##### RECORDS SUPPLIED

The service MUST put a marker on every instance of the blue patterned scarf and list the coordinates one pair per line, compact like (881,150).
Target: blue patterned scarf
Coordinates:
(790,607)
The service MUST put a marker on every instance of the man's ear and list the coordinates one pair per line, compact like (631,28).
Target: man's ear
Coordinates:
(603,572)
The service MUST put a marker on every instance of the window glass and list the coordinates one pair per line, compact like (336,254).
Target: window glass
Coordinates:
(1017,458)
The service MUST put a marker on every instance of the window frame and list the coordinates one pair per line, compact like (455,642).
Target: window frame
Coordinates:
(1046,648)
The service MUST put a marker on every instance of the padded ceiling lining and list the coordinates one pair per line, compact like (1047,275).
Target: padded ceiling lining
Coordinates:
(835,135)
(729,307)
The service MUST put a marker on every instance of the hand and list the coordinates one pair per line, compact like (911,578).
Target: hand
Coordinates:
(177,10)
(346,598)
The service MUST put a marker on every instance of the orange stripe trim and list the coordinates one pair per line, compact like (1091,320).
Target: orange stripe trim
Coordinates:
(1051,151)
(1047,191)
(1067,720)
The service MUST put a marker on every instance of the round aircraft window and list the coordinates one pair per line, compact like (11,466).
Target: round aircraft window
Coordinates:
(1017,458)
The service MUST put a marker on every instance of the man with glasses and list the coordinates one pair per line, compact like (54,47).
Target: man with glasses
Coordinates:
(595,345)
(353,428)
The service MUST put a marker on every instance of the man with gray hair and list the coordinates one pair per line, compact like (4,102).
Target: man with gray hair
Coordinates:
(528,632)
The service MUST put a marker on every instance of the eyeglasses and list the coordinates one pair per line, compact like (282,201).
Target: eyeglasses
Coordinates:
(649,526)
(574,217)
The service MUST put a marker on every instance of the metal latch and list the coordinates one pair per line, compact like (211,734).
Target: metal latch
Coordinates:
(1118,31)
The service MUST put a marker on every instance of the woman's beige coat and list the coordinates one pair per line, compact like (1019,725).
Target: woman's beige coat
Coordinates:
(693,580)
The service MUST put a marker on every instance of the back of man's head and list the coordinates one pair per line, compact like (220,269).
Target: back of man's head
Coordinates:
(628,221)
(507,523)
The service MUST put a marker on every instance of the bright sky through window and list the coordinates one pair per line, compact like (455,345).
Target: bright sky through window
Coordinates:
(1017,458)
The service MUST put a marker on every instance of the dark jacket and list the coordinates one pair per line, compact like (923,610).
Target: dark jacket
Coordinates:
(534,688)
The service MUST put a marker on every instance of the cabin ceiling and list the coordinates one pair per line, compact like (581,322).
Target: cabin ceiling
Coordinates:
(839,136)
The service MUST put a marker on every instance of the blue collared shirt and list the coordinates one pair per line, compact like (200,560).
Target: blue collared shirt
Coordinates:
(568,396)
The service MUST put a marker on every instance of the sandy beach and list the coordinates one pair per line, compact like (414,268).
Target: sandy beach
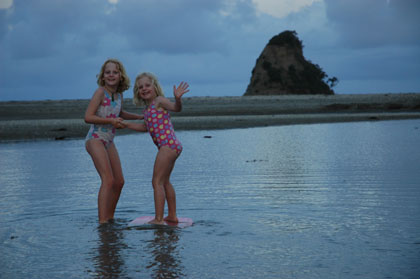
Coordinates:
(63,119)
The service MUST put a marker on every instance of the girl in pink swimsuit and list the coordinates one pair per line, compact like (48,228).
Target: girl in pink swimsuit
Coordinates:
(147,91)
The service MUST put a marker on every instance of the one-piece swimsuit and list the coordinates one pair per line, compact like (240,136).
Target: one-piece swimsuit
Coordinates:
(159,125)
(107,109)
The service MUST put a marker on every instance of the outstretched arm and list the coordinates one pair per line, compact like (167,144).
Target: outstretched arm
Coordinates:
(178,93)
(130,116)
(139,127)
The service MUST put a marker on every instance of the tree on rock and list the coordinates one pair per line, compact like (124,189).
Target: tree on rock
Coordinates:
(282,69)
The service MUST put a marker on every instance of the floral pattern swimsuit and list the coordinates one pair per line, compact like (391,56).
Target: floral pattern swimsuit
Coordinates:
(108,109)
(159,125)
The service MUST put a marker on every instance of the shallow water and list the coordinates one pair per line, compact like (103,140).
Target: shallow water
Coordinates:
(304,201)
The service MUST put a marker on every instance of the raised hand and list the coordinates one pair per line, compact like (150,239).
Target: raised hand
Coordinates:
(181,90)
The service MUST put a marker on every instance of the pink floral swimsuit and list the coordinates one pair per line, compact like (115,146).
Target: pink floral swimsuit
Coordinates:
(159,125)
(108,109)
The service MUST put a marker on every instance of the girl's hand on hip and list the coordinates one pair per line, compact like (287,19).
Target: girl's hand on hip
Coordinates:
(181,90)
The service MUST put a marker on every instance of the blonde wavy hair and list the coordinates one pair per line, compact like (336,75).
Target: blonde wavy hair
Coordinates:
(136,98)
(125,80)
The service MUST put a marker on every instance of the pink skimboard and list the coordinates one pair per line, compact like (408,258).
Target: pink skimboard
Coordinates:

##########

INSTRUCTIONS FOR THE TASK> All the material shown above is to be copied exactly, with no pictures carried over.

COMPLETE ANSWER>
The service MUST put a marker on every instance of the blue patterned scarf and list the coordinates one pair per line, compact like (881,150).
Target: blue patterned scarf
Coordinates:
(790,607)
The service MUST put a marker on every instance of the man's ear and list the coordinates one pair per line, compact like (631,28).
Target: man's ear
Coordinates:
(603,572)
The service MUST put a marker on every instance of the window glass and list the coordinates one pair per line, compact like (336,254).
Target: window glass
Coordinates:
(1017,458)
The service MUST put a marker on every instance of the window frame and list the coordinates one pair per line, compact like (455,642).
Target: window frame
Coordinates:
(1046,648)
The service MUST put a marker on every instance of the padded ceiling lining and list the coordinates one pair per line, compact like (1047,275).
Target: padded ceiling lining
Coordinates:
(835,135)
(729,307)
The service MUST put a marker on every instance of the hand and list the coordinates one pair per line, compact like (911,578).
Target: hand
Coordinates:
(177,10)
(346,598)
The service MUST put a marker on every instance of the orange stripe trim and list the coordinates one pair per line, compact like (1091,320).
Target: orange stripe trim
Coordinates:
(1051,151)
(1047,191)
(1067,720)
The service MUST put a marker on every instance of the round aircraft window and list the coordinates one pair per line, compact like (11,466).
Target: round aircraft window
Coordinates:
(1017,458)
The service MUST put a marker on every instance of the man with glasses and list the coordinates one pair per line, compact like (54,47).
Target: man with glasses
Coordinates:
(595,345)
(353,428)
The service MUST put a marker on every instance of the man with gray hair and list the coordinates one pair per line, compact like (4,102).
Target: man with gray hair
Coordinates:
(528,632)
The service MUST put a marker on every instance of the eyeglasses and list the coordinates one pair per line, compact like (282,201).
Target: eyeglasses
Coordinates:
(649,526)
(574,217)
The service MUST put a marker on every instance of the metal latch and list the coordinates one pair per line, compact like (211,734).
Target: metal latch
Coordinates:
(1118,31)
The service MUST put a marker on every instance of the woman's beige coat and list the coordinates one pair per line, compact like (1019,725).
Target: woman's beige coat
Coordinates:
(693,580)
The service MUST put a marker on every instance of the back of man's head and list the coordinates one pair per line, compact like (220,269).
Target: back of man's head
Coordinates:
(628,221)
(507,523)
The service MUST put a marker on every instance of the bright sky through window and list the coordinates one pair per line, compact like (455,345).
Target: bright sky through window
Coordinates:
(1017,458)
The service MUST put a marker on every instance of the dark jacket and list the coordinates one pair per line, compact like (923,610).
Target: dark jacket
Coordinates:
(534,688)
The service MUST put a marker on every instance of the cabin ceiling and list the coordinates one pair per line, compact like (581,322).
Target: cabin ceiling
Coordinates:
(839,136)
The service MUST put a marker on every instance of the blue collared shirt and list the coordinates one pair per line, compact like (200,560).
Target: blue collared shirt
Coordinates:
(568,396)
The service MUST put a marker on every instance of the sandy beach and list the coordinates one pair per line, compact like (414,268).
Target: sandy beach
Coordinates:
(63,119)
The service MUST put a marker on every instance of the girl in pink swimsuit and list the coordinates one pair per line, compact like (48,228).
Target: girl in pink swimsuit
Coordinates:
(147,91)
The service MUST put a marker on every instance of the one-piece swimsuit and list the coordinates one pair per line, compact like (240,136).
Target: one-piece swimsuit
Coordinates:
(159,125)
(107,109)
The service MUST put a marker on every instance of the outstretched arm and list the coordinates one pair per line, compact like (167,144).
Target: outstretched arm
Coordinates:
(178,93)
(130,116)
(139,127)
The service MUST put a marker on every instance of the tree on rock and list the coordinates one pair per line, compact like (124,189).
Target: tree on rock
Coordinates:
(282,69)
The service MUST put a marker on every instance of the floral pattern swimsuit and list the coordinates one pair per line, compact like (391,56).
Target: floral pattern swimsuit
Coordinates:
(108,109)
(159,125)
The service MUST put a marker on every instance of the shallow water and list the coordinates one pair per line, compact like (103,140).
Target: shallow water
Coordinates:
(304,201)
The service MUST put a marker on every instance of the raised hand and list the coordinates one pair per line, compact like (150,239).
Target: raised hand
Coordinates:
(181,90)
The service MUST put a marker on every instance of the pink floral swimsuit and list the coordinates one pair per line, compact like (115,146).
Target: pink floral swimsuit
Coordinates:
(159,125)
(108,109)
The service MUST put a marker on every instance of the girl's hand on hip and list the coordinates one pair per line, compact like (287,19).
Target: girl's hand on hip
Coordinates:
(181,90)
The service MUST put a marker on every instance of the blonde wavy hair and list the coordinates one pair per line, compact like (336,75).
Target: blonde wavy hair
Coordinates:
(136,98)
(125,80)
The service MUST put a marker on every instance of the pink skimboard and list the coordinates one pair per line, compact like (408,258).
Target: pink skimboard
Coordinates:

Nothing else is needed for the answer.